**EXERCISE PROMPT**
Lines to return, exactly: from the line with "Target: yellow brick wall" to the line with "column 475, row 786" in the entries below, both included.

**MATERIAL FOR THIS EXERCISE**
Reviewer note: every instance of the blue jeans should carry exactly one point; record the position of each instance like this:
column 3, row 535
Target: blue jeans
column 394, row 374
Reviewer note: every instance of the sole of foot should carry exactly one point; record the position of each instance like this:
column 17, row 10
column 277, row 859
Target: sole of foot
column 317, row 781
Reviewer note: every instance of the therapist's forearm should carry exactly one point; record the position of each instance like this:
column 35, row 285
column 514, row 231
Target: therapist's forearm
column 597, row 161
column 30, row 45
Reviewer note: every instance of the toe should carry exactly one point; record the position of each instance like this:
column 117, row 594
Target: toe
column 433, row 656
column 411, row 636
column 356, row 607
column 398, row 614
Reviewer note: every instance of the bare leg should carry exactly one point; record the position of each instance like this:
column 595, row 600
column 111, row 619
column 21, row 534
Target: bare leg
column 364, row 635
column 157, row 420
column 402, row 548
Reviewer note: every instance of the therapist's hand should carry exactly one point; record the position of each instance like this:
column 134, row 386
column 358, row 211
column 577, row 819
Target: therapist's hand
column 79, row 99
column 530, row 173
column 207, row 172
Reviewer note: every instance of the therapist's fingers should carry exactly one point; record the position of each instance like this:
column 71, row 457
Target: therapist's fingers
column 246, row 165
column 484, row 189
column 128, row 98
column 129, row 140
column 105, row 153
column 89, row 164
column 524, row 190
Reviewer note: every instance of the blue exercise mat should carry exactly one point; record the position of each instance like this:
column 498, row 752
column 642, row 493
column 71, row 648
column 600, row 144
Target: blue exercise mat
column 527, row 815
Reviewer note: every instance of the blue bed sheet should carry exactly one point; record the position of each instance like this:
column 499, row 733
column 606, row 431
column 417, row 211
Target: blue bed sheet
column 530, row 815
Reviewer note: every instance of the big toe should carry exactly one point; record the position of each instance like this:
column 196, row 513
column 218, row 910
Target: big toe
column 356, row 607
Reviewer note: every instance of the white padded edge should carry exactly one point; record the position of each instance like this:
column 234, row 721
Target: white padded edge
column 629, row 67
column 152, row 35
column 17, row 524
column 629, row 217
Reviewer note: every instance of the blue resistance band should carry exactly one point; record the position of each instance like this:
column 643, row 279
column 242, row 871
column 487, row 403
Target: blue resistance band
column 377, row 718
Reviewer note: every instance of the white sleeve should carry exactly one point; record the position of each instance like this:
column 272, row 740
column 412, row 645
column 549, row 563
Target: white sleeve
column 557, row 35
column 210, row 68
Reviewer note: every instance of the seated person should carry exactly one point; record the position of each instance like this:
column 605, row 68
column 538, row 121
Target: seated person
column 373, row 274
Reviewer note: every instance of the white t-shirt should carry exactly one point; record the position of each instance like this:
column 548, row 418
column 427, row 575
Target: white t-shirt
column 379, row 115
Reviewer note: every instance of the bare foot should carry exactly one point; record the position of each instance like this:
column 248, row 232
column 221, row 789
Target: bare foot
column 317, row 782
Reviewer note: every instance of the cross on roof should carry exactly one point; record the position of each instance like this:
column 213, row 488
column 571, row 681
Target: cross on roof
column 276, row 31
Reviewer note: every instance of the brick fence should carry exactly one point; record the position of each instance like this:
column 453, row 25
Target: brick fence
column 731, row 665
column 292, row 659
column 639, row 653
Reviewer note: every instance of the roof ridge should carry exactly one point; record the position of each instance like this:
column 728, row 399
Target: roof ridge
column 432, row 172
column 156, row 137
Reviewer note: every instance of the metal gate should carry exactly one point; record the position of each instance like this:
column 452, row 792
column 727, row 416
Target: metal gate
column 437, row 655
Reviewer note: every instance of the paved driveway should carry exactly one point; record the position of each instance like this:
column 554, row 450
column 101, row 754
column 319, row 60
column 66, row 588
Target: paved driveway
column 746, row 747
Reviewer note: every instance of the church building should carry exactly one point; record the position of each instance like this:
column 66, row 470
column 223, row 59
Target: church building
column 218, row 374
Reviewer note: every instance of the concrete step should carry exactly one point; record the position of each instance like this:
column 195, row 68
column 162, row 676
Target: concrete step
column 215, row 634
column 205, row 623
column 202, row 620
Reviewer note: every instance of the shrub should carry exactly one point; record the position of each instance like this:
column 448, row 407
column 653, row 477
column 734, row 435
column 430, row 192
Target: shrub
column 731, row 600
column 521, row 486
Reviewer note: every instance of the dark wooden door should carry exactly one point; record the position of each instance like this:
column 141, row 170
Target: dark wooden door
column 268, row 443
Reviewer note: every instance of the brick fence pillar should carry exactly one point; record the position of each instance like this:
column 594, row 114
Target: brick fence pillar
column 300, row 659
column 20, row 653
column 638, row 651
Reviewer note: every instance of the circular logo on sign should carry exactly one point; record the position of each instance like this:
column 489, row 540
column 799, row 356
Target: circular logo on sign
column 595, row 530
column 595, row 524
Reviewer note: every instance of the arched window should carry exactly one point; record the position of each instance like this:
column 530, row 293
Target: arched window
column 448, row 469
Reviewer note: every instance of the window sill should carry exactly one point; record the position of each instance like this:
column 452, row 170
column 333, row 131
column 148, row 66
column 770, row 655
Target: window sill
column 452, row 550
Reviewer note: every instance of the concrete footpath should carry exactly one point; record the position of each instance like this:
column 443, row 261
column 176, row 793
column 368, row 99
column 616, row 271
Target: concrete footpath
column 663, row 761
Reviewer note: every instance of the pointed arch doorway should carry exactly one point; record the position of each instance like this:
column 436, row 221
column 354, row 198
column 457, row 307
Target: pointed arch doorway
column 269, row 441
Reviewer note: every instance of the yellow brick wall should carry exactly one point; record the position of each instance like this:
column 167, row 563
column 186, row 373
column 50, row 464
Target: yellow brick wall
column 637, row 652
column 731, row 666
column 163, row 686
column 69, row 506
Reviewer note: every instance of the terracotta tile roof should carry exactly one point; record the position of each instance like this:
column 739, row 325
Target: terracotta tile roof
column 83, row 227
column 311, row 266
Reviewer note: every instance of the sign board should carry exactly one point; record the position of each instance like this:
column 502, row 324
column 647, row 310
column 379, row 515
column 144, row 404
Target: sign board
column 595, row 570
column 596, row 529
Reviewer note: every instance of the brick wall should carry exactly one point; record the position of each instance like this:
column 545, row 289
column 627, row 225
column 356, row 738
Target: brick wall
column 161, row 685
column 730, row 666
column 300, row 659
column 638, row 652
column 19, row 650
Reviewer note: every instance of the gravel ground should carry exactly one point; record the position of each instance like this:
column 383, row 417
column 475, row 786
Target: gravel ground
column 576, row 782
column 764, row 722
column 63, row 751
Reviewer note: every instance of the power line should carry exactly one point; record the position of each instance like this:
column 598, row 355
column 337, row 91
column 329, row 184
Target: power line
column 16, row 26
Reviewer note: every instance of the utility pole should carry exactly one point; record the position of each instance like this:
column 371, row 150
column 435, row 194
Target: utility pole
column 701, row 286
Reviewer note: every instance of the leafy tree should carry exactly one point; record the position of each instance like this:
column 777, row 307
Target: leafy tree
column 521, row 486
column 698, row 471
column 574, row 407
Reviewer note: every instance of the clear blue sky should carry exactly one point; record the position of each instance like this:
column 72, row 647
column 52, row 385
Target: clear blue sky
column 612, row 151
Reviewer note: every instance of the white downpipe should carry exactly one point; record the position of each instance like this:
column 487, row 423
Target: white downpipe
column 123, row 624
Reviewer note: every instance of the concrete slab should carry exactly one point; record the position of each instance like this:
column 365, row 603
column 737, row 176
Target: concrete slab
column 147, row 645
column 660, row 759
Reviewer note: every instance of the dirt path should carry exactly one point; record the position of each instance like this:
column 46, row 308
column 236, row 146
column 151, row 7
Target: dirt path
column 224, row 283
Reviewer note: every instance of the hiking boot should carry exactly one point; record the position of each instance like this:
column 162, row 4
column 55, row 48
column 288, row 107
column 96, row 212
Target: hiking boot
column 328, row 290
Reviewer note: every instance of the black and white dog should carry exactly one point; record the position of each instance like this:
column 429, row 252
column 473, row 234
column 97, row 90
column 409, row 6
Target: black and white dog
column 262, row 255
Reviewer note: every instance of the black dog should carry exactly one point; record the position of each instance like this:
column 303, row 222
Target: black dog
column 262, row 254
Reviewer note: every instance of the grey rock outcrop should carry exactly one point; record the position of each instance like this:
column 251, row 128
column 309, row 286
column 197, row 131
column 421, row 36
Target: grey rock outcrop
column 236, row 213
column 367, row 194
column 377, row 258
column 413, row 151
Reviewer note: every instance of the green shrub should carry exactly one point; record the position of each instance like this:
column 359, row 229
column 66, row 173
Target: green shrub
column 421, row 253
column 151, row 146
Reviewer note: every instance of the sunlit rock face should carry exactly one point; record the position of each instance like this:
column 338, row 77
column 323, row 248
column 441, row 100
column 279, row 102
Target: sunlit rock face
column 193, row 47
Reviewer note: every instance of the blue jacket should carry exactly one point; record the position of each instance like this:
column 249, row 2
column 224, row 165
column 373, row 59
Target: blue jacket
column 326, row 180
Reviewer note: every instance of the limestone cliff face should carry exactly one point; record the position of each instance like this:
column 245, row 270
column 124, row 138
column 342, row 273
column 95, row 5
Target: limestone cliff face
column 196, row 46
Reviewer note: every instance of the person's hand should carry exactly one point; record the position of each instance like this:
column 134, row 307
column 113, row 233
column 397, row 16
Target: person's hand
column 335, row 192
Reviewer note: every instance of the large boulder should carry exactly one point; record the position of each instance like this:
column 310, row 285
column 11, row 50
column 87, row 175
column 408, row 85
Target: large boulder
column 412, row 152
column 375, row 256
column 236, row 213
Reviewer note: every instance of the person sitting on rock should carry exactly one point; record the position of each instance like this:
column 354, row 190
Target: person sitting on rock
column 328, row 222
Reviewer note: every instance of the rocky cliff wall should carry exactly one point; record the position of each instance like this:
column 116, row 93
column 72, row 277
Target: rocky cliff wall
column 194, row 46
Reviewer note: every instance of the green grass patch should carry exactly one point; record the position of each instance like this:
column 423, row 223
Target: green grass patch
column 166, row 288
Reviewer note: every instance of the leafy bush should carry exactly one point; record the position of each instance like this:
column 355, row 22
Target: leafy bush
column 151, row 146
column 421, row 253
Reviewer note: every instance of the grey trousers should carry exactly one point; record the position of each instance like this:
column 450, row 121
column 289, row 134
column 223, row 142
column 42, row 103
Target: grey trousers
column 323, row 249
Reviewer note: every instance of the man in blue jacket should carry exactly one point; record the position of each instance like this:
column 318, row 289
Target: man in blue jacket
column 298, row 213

**COMPLETED EXERCISE**
Target: yellow brick wall
column 637, row 652
column 731, row 666
column 163, row 686
column 69, row 506
Reviewer note: every instance of the terracotta tile roof should carry exactly one point; record the position of each instance like this:
column 739, row 325
Target: terracotta tile roof
column 83, row 227
column 311, row 266
Reviewer note: every instance of the sign board should carry exactly one point; record the position of each instance like this:
column 502, row 324
column 647, row 310
column 379, row 515
column 144, row 404
Target: sign board
column 595, row 570
column 596, row 529
Reviewer note: every instance of the brick wall should carry exactly one point; record the position of each instance like this:
column 545, row 289
column 627, row 225
column 356, row 738
Target: brick wall
column 161, row 685
column 730, row 666
column 300, row 659
column 638, row 652
column 19, row 650
Reviewer note: every instance of the gravel ground should carry exactly one point; record the position of each instance like this:
column 383, row 417
column 475, row 786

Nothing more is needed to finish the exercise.